▶ To do
Starting at the line that contains "Locate every instance of the blue" and ending with the last of the rows, rewrite every line, requests included, and offset each number in the point coordinates by adding 86.

== Supplied records ==

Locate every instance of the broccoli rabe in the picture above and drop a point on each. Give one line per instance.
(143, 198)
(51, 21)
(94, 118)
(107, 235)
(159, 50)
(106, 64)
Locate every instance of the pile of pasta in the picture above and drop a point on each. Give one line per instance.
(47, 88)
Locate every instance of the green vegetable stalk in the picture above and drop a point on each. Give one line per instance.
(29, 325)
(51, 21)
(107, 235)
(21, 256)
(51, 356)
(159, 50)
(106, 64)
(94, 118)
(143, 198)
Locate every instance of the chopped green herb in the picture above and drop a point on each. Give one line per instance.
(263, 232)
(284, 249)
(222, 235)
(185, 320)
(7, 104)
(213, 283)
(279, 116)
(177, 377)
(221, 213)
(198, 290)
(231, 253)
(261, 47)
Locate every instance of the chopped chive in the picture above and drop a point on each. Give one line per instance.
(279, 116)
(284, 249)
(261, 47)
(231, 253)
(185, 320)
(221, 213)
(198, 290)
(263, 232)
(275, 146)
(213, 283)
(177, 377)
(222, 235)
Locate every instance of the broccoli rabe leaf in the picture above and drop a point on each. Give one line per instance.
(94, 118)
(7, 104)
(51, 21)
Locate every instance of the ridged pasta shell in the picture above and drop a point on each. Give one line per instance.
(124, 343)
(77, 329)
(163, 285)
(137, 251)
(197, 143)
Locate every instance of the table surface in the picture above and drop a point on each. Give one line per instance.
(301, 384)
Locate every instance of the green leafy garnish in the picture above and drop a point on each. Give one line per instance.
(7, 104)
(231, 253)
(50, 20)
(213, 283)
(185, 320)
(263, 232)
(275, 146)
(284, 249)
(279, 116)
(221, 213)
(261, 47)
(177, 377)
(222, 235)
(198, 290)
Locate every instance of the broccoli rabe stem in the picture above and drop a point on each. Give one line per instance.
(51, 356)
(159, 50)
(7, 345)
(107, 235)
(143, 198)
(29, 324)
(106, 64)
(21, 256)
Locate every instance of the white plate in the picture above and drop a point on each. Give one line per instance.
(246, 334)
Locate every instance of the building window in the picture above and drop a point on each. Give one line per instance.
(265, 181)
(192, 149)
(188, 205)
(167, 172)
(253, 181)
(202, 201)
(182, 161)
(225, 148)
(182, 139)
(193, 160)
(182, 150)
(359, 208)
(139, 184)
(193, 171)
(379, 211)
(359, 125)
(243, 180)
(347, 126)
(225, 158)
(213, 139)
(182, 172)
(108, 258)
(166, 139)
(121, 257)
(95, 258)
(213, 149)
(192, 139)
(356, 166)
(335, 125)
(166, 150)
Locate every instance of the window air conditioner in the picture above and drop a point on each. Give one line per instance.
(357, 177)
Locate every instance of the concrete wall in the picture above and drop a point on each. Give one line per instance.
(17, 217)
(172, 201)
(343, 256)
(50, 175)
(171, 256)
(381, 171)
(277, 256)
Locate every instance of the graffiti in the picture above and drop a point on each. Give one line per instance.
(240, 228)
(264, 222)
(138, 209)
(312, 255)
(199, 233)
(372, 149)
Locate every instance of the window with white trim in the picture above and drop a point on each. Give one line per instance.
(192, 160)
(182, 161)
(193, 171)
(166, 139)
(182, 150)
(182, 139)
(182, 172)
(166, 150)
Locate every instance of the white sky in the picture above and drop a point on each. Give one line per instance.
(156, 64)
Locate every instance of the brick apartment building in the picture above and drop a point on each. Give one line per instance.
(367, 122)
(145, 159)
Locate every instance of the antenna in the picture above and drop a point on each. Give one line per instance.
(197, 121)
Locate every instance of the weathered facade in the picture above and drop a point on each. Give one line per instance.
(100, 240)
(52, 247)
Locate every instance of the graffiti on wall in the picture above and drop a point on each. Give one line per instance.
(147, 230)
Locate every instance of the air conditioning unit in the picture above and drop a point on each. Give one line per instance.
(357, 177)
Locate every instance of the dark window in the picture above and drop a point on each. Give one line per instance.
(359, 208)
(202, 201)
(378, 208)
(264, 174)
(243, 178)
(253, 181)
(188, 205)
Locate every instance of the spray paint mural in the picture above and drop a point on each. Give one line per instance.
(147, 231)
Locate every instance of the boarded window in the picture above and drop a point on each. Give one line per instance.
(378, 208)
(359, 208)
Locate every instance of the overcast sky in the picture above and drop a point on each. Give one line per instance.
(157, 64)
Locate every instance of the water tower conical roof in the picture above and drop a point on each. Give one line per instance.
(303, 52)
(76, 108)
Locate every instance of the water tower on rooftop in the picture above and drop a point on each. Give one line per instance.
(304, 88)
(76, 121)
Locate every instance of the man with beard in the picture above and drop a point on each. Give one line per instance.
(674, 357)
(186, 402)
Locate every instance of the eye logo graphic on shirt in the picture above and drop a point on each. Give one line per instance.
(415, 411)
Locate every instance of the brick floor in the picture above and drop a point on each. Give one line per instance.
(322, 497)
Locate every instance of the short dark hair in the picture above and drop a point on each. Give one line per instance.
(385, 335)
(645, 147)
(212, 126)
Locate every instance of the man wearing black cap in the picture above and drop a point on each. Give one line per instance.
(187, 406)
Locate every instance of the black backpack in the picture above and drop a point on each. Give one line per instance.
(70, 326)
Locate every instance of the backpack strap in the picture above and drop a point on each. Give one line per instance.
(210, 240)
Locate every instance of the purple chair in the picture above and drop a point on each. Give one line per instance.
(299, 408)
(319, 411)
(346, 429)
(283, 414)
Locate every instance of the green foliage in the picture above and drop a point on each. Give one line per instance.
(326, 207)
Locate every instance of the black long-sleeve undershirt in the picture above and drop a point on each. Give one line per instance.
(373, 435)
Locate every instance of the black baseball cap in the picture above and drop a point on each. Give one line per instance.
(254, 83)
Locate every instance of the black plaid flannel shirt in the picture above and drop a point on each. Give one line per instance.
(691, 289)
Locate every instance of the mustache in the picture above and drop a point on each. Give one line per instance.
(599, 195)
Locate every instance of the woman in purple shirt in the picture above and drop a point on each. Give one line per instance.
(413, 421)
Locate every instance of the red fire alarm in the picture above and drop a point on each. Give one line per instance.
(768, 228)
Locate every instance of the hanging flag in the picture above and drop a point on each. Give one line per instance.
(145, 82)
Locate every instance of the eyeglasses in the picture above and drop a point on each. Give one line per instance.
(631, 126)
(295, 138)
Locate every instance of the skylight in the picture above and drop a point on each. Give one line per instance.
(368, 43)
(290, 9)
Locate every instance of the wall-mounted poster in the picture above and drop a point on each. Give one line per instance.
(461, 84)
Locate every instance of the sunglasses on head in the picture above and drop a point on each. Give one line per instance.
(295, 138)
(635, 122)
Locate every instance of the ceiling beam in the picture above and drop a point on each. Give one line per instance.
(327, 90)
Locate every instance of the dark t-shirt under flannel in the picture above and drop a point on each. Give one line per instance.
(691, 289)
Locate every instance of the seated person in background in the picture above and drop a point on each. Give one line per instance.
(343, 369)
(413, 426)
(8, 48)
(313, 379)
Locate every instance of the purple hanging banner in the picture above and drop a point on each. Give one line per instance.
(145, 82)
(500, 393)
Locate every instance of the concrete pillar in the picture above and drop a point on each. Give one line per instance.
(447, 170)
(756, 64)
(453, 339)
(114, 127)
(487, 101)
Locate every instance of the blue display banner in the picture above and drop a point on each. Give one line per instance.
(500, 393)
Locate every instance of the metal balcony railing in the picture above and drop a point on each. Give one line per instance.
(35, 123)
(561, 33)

===

▶ Completed task
Locate every instance of the blue display banner in the picture above and drop a point on each. Give one line per instance.
(586, 479)
Locate every instance of the metal balcony railing in the picture above and drop a point on each. Give one line per instance.
(121, 209)
(647, 119)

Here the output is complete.